BEGIN Extract to read
Characterization of the Dorsal Ulnar Corner in Distal Radius Fractures: Implications for Surgical Decision Making
Danielle Nichole Atwood, MD, PhD1; Joseph Zimmer, BS1; Andrew J Lovy, MD2; Jay Bridgeman, MD1; Alexander Y. Shin, MD3; David M Brogan, MD, MSc4
1University of Missouri, Columbia, MO, 2Mayo Clinic, Rochester, MN, 3Division of Hand Surgery, Department of Orthopedic Surgery, Mayo Clinic, Rochester, MN, 4Washington University in St. Louis, St. Louis, MO
The dorsal ulnar corner (DUC) of intra-articular distal radius fractures constitutes a small, but important, component of the sigmoid notch and radiocarpal articular surface that may not be adequately captured with volar only surgical techniques.
END Extract to read
BEGIN Dataset entries
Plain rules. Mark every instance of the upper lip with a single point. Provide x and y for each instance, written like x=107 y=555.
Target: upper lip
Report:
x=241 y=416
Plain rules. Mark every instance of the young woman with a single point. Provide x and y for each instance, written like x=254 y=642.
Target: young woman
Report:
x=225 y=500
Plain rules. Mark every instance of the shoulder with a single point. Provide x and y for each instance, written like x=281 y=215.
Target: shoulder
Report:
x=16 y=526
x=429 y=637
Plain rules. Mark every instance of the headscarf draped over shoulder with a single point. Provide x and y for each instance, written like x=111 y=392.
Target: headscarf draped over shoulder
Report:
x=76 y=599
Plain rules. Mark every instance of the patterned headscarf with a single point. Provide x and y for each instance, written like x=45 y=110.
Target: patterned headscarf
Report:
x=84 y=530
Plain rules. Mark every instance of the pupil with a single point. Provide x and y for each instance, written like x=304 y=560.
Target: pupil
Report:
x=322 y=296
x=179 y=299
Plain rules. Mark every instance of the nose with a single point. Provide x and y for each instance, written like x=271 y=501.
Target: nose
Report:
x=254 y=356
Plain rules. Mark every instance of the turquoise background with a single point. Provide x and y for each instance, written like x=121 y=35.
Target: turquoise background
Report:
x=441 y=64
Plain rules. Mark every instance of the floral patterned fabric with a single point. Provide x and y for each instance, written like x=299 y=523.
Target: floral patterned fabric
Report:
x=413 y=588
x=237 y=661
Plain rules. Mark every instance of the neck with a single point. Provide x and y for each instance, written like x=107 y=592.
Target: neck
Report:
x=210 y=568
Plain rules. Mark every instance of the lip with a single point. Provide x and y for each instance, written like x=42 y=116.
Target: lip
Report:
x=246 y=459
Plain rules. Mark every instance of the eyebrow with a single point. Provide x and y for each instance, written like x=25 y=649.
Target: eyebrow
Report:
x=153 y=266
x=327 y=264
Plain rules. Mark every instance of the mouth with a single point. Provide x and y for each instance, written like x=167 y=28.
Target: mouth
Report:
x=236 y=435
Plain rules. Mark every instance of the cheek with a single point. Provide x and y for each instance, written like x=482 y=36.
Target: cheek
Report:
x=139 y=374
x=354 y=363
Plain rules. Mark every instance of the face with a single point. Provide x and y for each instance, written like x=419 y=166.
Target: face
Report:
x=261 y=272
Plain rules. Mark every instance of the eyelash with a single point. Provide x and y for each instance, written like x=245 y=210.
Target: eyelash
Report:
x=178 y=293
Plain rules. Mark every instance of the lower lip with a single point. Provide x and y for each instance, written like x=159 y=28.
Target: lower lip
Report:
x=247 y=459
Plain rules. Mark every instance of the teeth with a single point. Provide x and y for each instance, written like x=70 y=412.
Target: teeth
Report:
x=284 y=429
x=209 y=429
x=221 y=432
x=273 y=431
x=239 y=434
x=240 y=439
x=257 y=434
END Dataset entries
* [Required tasks]:
- 1) Summarize the abstract on distal radius fractures in one sentence.
- 2) Transcribe a passage of the abstract on distal radius fractures, beginning at the words "Characterization of the" and stopping after the words "only surgical techniques.".

* [Solutions by task]:
- 1) The dorsal ulnar corner of intra-articular distal radius fractures is a small but important part of the sigmoid notch and radiocarpal articular surface, and volar-only surgical techniques may not adequately capture it.

- 2)
Characterization of the Dorsal Ulnar Corner in Distal Radius Fractures: Implications for Surgical Decision Making
Danielle Nichole Atwood, MD, PhD1; Joseph Zimmer, BS1; Andrew J Lovy, MD2; Jay Bridgeman, MD1; Alexander Y. Shin, MD3; David M Brogan, MD, MSc4
1University of Missouri, Columbia, MO, 2Mayo Clinic, Rochester, MN, 3Division of Hand Surgery, Department of Orthopedic Surgery, Mayo Clinic, Rochester, MN, 4Washington University in St. Louis, St. Louis, MO
The dorsal ulnar corner (DUC) of intra-articular distal radius fractures constitutes a small, but important, component of the sigmoid notch and radiocarpal articular surface that may not be adequately captured with volar only surgical techniques.